*WORK TO BE COMPLETED*: Rewrite everything from the line containing "Can you spot the forested" down to the line containing "x=46, y=149" as a numbered list, leaving out any blank lines.

(Entries from a pointing dataset)
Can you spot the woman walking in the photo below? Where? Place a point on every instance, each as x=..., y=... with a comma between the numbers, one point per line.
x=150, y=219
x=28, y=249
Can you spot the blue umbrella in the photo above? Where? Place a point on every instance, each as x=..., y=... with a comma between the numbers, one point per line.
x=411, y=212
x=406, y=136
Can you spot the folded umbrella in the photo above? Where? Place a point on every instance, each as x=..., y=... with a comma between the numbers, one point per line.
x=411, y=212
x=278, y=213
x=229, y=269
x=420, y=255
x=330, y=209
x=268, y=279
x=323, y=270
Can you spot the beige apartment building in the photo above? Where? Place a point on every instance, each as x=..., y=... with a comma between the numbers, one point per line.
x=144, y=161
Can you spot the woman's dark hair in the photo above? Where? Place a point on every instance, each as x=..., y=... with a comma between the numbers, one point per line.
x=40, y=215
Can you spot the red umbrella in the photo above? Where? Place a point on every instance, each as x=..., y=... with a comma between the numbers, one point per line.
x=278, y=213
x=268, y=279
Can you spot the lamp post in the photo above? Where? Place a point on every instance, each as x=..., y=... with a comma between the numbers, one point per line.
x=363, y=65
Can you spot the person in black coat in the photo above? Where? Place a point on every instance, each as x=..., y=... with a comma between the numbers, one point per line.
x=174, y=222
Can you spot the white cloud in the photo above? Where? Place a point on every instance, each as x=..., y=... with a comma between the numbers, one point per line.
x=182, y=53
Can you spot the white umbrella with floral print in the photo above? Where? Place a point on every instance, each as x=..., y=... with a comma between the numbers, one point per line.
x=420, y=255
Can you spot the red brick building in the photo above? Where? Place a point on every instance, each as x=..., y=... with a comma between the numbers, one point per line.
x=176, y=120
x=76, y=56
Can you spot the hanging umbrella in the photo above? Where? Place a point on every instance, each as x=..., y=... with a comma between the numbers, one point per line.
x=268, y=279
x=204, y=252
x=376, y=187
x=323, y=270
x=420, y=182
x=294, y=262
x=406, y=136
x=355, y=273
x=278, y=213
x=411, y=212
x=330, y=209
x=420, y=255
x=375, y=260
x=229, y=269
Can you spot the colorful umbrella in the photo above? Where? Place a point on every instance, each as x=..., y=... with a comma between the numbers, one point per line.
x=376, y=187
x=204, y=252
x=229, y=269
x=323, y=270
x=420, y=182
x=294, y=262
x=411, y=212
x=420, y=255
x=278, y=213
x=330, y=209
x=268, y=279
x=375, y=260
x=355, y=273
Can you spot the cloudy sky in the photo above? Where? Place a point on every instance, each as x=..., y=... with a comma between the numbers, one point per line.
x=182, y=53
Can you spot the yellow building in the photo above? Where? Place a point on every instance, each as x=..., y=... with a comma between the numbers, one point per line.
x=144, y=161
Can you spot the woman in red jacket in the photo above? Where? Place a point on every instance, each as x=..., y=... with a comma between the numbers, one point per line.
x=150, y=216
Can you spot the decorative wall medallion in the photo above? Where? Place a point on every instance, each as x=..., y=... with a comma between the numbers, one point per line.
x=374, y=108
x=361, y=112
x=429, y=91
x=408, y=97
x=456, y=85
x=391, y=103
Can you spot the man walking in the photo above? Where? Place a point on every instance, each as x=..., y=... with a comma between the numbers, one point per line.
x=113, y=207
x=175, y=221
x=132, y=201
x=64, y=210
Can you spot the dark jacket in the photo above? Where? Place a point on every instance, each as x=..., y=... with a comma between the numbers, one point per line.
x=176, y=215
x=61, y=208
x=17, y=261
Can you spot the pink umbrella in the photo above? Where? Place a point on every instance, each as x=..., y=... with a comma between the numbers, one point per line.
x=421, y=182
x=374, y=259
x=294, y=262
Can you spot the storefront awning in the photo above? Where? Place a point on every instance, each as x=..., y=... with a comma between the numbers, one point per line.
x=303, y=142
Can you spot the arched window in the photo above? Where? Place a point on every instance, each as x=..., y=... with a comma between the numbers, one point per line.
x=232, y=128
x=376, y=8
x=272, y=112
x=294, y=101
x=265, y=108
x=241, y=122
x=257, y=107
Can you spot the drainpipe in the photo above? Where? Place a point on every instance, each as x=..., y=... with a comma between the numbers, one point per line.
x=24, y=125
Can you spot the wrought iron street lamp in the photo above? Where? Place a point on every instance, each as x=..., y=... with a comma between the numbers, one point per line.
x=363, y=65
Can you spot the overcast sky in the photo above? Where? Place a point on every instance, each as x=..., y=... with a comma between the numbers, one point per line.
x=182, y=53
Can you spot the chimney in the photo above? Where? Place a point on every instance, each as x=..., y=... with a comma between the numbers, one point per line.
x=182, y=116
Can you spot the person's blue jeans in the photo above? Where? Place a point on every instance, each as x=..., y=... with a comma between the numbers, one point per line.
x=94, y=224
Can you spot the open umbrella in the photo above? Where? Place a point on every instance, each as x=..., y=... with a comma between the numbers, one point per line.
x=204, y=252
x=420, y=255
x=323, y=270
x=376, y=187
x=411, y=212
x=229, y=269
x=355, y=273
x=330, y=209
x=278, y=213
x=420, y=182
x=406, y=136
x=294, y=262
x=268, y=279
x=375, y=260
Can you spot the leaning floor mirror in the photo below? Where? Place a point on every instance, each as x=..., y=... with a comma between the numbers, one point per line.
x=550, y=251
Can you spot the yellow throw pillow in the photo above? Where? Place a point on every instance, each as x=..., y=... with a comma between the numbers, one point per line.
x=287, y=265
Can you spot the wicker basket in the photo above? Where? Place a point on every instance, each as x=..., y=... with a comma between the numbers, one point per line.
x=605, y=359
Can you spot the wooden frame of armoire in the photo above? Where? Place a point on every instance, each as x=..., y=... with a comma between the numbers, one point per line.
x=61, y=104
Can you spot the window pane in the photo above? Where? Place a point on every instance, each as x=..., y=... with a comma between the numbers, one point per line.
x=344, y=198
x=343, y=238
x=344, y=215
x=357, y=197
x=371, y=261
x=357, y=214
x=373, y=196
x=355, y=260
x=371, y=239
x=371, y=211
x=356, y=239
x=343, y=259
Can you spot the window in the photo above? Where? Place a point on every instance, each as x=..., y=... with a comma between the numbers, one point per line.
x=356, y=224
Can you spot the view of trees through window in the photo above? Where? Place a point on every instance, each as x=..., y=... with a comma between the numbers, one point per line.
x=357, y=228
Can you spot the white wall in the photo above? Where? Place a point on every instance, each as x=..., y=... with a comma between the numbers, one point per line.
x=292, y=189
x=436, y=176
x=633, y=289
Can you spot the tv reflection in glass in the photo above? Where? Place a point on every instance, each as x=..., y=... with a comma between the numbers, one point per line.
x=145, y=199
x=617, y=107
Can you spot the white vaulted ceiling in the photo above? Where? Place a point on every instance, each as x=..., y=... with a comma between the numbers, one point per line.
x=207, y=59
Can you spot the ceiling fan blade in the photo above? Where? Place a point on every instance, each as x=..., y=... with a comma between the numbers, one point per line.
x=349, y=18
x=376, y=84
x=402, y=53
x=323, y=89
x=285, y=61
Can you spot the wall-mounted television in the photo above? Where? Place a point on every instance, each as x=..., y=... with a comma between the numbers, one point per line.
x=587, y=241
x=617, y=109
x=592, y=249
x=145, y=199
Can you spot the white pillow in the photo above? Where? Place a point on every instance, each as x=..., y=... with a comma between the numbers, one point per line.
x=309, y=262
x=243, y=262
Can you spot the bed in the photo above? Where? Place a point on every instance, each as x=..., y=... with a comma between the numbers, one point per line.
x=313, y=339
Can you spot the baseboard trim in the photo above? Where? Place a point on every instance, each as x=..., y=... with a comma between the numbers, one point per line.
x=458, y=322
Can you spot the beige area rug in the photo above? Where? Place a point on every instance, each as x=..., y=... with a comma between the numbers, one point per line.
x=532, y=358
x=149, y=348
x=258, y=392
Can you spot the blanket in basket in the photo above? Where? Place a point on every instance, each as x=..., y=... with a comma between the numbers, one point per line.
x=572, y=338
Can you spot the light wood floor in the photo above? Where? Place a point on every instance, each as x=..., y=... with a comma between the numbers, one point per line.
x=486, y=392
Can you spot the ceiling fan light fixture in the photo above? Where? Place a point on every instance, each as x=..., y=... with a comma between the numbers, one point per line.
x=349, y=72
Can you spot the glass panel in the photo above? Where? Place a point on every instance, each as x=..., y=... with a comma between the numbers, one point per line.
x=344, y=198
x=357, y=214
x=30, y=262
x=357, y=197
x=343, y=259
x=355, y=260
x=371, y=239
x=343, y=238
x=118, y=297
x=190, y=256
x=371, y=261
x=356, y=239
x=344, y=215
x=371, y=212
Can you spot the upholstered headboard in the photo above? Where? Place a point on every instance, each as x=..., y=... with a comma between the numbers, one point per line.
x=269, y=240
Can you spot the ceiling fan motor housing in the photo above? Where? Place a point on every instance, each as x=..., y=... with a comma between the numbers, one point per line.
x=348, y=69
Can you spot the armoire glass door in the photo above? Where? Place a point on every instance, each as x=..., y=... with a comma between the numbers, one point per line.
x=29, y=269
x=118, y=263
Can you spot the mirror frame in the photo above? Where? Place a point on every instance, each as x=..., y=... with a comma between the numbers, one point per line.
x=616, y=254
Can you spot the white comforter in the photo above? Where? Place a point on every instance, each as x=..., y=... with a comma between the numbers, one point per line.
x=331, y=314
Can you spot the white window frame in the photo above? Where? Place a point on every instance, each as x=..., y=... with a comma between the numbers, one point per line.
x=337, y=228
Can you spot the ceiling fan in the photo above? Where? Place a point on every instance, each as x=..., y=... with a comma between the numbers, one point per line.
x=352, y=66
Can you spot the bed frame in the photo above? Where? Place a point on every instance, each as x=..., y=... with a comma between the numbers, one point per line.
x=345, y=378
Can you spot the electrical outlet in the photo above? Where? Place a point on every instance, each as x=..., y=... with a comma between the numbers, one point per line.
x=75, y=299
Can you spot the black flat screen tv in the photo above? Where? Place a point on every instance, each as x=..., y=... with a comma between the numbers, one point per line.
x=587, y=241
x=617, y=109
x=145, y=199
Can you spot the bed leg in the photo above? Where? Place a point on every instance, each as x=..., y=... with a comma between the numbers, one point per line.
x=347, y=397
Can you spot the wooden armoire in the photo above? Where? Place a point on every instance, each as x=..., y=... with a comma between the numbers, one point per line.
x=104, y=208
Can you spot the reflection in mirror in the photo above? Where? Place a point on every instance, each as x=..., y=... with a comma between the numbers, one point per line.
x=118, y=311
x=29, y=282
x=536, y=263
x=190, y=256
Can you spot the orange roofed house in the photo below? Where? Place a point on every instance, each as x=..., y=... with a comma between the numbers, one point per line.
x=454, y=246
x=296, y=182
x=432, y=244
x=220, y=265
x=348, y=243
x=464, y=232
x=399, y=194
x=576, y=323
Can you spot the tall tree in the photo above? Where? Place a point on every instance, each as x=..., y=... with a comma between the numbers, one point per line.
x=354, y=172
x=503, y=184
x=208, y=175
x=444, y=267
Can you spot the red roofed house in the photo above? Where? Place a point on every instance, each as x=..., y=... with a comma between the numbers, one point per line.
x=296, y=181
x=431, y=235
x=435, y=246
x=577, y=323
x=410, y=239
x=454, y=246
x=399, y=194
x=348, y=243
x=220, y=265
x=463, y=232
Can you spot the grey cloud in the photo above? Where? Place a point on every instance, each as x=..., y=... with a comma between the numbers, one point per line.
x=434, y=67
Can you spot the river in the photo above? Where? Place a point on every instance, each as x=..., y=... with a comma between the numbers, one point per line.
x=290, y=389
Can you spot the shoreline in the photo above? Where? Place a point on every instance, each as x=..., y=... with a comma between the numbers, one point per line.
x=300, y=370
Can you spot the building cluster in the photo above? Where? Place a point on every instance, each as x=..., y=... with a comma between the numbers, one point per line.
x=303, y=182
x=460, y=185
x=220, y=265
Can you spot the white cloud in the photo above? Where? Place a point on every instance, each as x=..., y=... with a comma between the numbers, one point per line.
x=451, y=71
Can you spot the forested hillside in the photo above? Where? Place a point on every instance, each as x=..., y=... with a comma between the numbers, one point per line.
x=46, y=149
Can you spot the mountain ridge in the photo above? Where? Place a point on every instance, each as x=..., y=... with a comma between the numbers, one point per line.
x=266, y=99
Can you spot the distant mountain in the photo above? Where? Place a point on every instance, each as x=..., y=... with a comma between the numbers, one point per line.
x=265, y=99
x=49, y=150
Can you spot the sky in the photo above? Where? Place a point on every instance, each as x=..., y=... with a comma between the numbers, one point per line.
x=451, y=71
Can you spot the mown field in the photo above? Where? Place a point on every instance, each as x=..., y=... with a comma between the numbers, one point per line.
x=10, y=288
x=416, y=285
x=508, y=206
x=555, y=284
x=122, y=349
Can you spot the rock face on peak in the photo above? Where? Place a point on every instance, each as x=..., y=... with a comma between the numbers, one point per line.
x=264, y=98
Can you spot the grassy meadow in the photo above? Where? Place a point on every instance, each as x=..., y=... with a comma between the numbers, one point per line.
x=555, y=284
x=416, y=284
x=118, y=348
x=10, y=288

*RESPONSE*:
1. Can you spot the forested hillside in the photo above? Where? Place a point on every instance, each as x=..., y=... with a comma between the numbers, one point per line.
2. x=46, y=149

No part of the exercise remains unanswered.